*WRITTEN TASK*
Find each line in the rows below that contains the word "point" and copy it. Case counts.

*MATERIAL TO PROCESS*

________________________________________

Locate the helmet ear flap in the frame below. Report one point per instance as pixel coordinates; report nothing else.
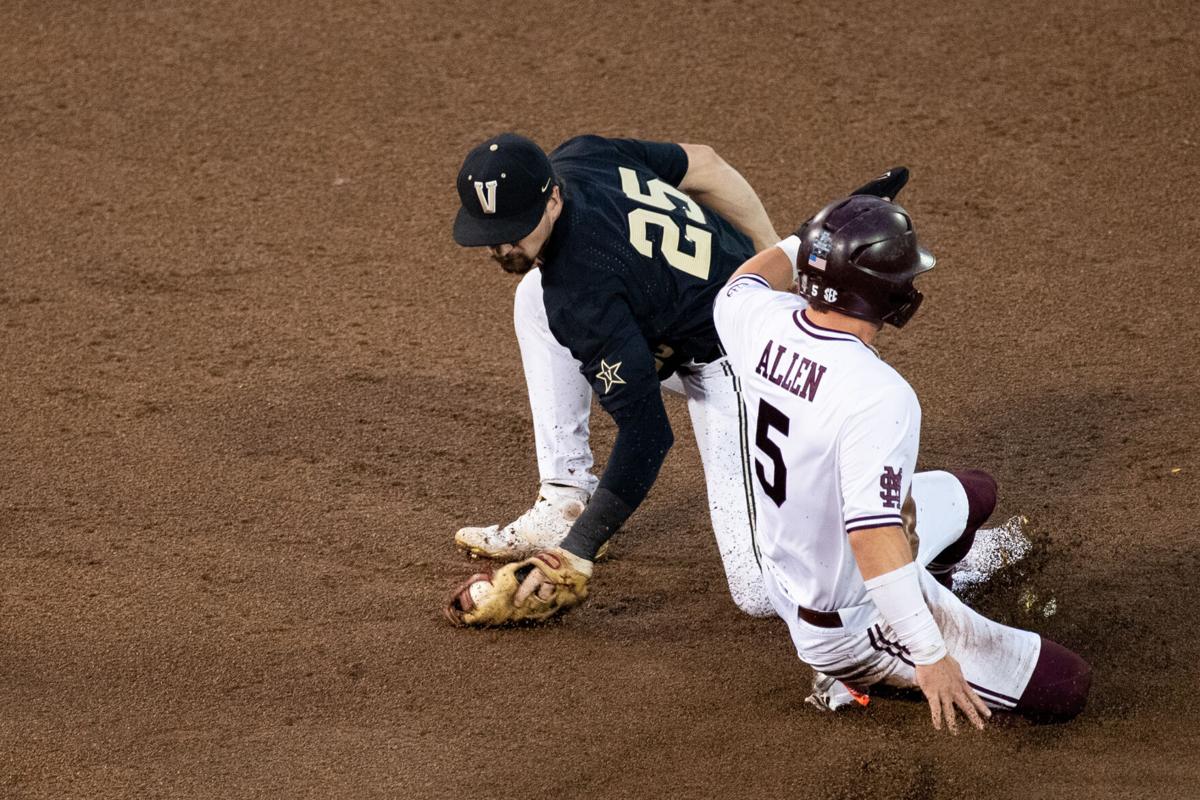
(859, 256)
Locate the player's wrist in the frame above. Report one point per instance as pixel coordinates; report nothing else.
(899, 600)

________________________________________

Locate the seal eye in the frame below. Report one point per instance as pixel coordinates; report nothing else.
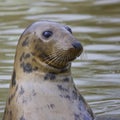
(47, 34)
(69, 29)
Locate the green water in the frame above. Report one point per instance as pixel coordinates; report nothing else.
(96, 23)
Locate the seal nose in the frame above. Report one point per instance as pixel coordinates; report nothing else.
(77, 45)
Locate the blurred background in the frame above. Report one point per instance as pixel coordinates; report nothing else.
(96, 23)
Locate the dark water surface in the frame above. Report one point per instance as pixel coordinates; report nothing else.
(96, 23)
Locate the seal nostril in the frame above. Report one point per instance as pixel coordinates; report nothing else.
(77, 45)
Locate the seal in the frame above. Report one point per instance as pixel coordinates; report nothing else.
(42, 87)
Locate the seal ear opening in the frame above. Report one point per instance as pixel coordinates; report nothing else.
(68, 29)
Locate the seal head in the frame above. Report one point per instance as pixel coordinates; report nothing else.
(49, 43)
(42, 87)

________________________________________

*THE COMPLETED TASK*
Locate the helmet ear flap in the frame below. Report one point per instance as pixel coordinates; report nothing else.
Locate the player's wrist in the frame above. Report one point per instance as pixel coordinates; report nothing else.
Locate the seal eye in the frame below. Report one point per instance as pixel coordinates; report nothing else.
Locate the green water in the frame above. Report one point per instance as pixel coordinates; report nothing else.
Locate the seal nose in the frame above. Report one point per instance as pixel coordinates; report nothing else.
Locate the blurred background in the frame above. Report one point per instance as pixel coordinates; report nothing else.
Locate the dark water surface in the frame above. Report one point per instance as pixel coordinates; report nothing else.
Locate the seal nostril in the frame above. Report one point per instance as pixel coordinates; report nothing else.
Locate the seal in the frame above. Report one point per instance as pixel coordinates; report nothing else.
Locate the seal ear opening in the frame above. Report one point per instance as pixel coordinates; report nothing else.
Locate the seal head in the frame above. Report one point per instance as pixel coordinates; report nothing else.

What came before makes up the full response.